— WHAT IS NEEDED —
Recast the entries below as a Markdown table with the columns No. and Line, numbering each row and skipping blank lines. Begin at the line that has "the dark doorway", continue through the end of the entries, and leave the pictures out.

— RECORDS SUPPLIED —
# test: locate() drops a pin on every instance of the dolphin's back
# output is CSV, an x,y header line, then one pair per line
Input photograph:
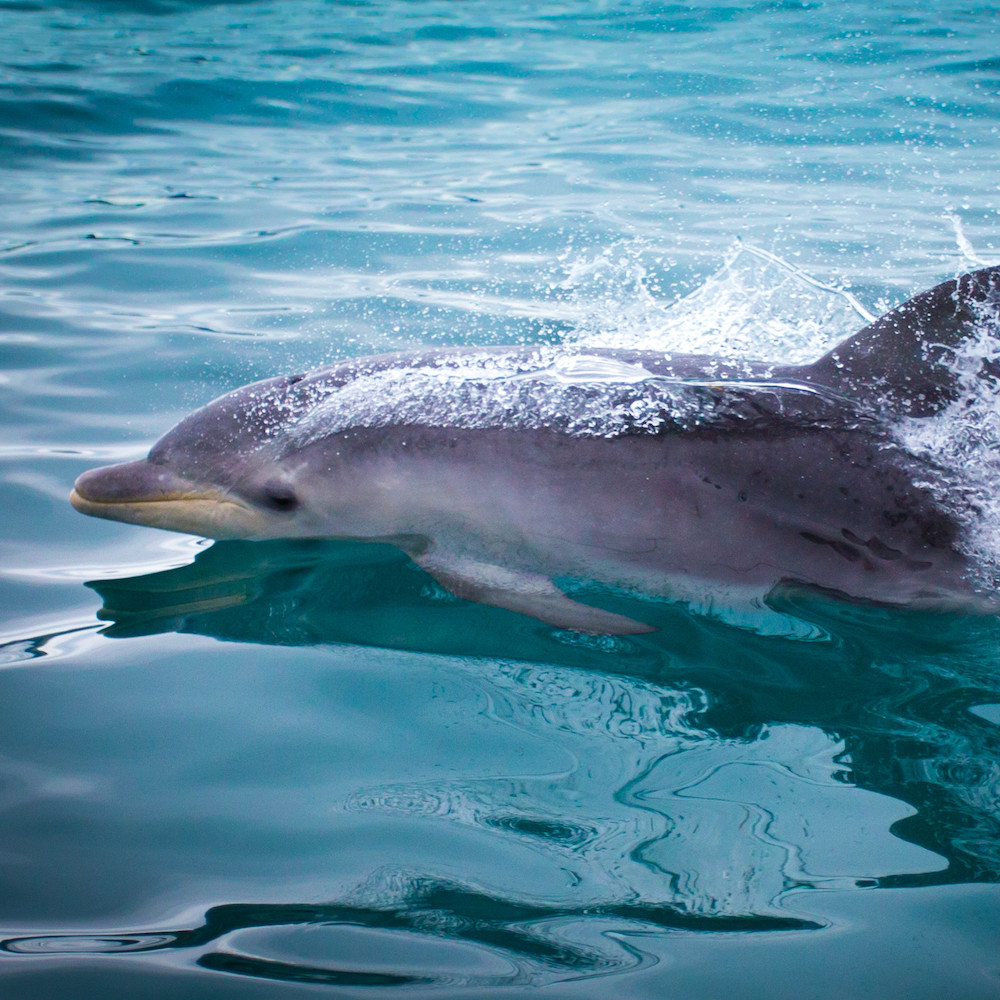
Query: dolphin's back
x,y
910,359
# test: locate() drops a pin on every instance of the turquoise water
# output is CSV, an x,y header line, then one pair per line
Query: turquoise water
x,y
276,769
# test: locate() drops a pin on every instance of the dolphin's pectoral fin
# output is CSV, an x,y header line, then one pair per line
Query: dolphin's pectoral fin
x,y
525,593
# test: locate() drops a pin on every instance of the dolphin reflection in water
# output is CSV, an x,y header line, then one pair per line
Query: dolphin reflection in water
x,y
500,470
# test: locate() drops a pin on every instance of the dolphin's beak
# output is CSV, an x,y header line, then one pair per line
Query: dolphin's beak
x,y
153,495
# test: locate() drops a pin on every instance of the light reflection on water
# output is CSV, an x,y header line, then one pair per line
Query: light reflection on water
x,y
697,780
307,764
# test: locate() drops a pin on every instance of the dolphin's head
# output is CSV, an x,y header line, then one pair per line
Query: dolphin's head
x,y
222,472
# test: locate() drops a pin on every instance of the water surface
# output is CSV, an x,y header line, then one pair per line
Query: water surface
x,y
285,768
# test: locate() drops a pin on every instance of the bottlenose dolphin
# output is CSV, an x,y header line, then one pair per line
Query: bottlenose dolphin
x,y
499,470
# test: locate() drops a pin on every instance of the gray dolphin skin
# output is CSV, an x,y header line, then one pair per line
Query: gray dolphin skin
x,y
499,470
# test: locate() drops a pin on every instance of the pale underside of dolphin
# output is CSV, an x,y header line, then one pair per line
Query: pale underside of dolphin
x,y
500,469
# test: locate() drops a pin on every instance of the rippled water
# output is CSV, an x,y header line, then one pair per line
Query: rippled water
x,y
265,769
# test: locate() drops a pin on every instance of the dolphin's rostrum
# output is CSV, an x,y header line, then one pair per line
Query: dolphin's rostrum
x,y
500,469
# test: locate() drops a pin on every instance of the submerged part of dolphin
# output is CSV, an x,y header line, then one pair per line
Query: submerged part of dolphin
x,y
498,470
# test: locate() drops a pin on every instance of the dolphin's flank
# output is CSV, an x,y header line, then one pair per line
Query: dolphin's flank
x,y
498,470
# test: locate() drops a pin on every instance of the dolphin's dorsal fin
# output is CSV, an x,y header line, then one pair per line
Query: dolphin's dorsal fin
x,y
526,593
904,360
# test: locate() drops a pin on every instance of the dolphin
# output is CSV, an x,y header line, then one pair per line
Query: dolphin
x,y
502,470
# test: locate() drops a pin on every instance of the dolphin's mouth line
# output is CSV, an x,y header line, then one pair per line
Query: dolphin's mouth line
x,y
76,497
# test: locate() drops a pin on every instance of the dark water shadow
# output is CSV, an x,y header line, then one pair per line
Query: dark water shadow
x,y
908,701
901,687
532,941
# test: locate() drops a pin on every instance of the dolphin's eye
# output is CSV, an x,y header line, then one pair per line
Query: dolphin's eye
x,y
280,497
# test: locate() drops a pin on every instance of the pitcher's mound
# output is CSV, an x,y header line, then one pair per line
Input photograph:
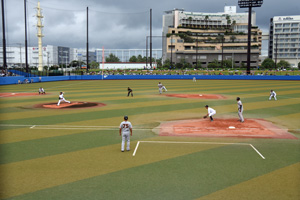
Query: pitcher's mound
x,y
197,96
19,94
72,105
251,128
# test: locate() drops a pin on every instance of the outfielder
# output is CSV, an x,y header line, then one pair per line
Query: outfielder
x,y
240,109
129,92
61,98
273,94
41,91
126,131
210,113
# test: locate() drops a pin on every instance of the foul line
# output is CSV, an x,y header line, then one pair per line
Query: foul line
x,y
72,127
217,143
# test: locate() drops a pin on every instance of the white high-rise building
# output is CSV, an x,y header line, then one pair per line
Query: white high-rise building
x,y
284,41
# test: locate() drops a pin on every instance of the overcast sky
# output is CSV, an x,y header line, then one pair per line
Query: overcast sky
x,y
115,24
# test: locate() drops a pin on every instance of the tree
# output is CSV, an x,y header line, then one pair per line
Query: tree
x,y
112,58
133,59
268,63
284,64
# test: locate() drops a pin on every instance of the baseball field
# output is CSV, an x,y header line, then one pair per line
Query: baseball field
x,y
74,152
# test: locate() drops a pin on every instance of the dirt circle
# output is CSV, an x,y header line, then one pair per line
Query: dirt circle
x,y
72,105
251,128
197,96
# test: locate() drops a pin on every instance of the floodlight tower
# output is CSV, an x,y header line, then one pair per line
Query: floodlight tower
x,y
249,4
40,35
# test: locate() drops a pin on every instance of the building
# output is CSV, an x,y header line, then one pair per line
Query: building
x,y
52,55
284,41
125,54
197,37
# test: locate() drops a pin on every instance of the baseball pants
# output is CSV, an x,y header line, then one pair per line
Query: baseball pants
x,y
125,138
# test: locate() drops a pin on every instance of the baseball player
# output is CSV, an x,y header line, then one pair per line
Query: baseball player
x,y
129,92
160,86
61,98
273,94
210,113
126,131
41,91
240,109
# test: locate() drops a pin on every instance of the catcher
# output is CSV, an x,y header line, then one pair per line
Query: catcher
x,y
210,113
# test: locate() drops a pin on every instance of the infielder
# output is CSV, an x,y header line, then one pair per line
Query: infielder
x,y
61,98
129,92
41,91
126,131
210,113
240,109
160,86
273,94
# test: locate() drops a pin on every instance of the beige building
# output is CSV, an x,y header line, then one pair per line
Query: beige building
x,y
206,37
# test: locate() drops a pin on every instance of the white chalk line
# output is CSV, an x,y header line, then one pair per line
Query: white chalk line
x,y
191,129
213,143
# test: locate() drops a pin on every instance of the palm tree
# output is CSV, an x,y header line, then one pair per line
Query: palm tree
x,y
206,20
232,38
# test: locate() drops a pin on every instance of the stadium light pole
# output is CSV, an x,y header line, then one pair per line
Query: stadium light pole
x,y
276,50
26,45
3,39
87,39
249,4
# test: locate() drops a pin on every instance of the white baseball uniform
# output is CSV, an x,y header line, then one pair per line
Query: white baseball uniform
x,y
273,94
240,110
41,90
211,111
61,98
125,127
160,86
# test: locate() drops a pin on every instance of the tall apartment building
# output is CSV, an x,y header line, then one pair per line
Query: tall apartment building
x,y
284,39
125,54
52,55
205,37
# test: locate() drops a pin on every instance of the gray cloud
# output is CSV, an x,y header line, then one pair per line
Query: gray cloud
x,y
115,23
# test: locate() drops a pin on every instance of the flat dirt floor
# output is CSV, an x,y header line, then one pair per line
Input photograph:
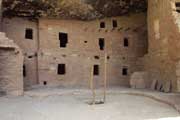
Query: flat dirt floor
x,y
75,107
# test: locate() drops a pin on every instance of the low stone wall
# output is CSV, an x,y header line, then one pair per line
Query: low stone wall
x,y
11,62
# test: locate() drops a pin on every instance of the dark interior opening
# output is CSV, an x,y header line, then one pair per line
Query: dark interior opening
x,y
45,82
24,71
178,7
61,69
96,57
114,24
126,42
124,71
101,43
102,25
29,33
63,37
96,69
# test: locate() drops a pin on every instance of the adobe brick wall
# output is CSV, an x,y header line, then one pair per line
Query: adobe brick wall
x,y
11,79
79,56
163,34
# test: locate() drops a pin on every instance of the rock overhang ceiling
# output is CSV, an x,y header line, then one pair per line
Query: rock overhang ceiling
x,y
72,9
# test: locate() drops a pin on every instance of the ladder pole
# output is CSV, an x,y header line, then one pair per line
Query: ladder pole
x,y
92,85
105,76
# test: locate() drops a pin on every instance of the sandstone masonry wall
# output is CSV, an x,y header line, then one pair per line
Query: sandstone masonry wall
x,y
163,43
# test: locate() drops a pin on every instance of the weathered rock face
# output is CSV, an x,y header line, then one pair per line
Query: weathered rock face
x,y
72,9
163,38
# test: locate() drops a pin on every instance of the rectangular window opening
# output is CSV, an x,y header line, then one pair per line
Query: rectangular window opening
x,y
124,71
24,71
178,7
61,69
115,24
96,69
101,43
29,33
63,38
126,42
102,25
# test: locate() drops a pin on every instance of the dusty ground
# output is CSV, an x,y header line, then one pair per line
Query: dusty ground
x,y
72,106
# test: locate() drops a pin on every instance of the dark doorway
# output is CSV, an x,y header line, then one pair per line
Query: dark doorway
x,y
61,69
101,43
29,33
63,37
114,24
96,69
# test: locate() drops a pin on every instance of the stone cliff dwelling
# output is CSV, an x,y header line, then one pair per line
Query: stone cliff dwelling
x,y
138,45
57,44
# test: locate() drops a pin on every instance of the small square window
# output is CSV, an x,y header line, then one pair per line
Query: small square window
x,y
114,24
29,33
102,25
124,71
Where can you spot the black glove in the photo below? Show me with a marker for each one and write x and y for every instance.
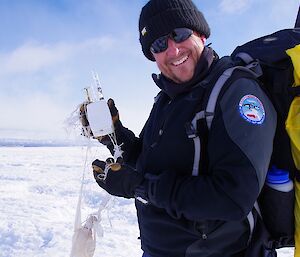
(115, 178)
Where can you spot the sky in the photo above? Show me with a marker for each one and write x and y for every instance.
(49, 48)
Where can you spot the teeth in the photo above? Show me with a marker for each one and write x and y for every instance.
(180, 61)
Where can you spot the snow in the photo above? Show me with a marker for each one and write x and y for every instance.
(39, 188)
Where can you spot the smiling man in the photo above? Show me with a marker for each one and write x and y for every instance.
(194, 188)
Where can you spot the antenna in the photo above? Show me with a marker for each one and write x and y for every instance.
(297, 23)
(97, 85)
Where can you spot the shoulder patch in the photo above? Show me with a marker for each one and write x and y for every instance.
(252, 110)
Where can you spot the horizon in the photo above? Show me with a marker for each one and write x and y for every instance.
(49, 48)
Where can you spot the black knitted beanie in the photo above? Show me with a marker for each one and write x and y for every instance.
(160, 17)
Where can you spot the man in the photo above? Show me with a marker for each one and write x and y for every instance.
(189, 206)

— SOLUTION —
| No. | Line |
|---|---|
| 1 | # test: locate() drops a pin on every instance of the dark doorway |
| 2 | # output is CSV, an x,y header line, then one pair per line |
| 3 | Query: dark doorway |
| 4 | x,y |
| 5 | 61,69 |
| 6 | 101,43 |
| 7 | 29,33 |
| 8 | 63,37 |
| 9 | 114,24 |
| 10 | 96,69 |
| 11 | # test: locate() drops a pin on every instance of the stone cliff dwelling |
| 12 | # output is CSV, an x,y header line, then one pair per line |
| 13 | Query: stone cliff dwelling |
| 14 | x,y |
| 15 | 138,45 |
| 16 | 57,44 |
| 17 | # test: locate() drops a pin on every instance of the small square window |
| 18 | # output is CSV, an x,y header line, then one pair per line |
| 19 | Query: small square window |
| 20 | x,y |
| 21 | 114,24 |
| 22 | 29,33 |
| 23 | 102,25 |
| 24 | 124,71 |
| 25 | Where can you spot the black glove in the photo below? Show me with a marker for each one and write x and y for every instance. |
| 26 | (115, 178) |
| 27 | Where can you spot the sky in the photo above? Show me with a marker for each one and write x and y for every instance. |
| 28 | (49, 48) |
| 29 | Where can you spot the teeth in the photo above? Show me with a marker for each one and write x and y for every instance. |
| 30 | (180, 61) |
| 31 | Where can you spot the snow in the photo above? Show me with a marker for each one and write x and y for every instance. |
| 32 | (39, 188) |
| 33 | Where can you spot the smiling man in the photo above? Show me with a marker for each one and write x and y for every instance. |
| 34 | (194, 188) |
| 35 | Where can you spot the antenna in the photo above? Show me with a marker for each one and write x and y for every instance. |
| 36 | (297, 23) |
| 37 | (97, 85) |
| 38 | Where can you spot the shoulder patch in the photo above? Show me with a marker for each one and write x and y for every instance. |
| 39 | (252, 110) |
| 40 | Where can you spot the horizon in the photo above? Show me with a marker for each one and write x and y for every instance. |
| 41 | (49, 48) |
| 42 | Where can you spot the black knitted beanie in the photo above? Show me with a marker for each one and write x and y for every instance. |
| 43 | (160, 17) |
| 44 | Where can you spot the man in the photo above? Show me with a marker for each one and write x and y for every instance. |
| 45 | (189, 206) |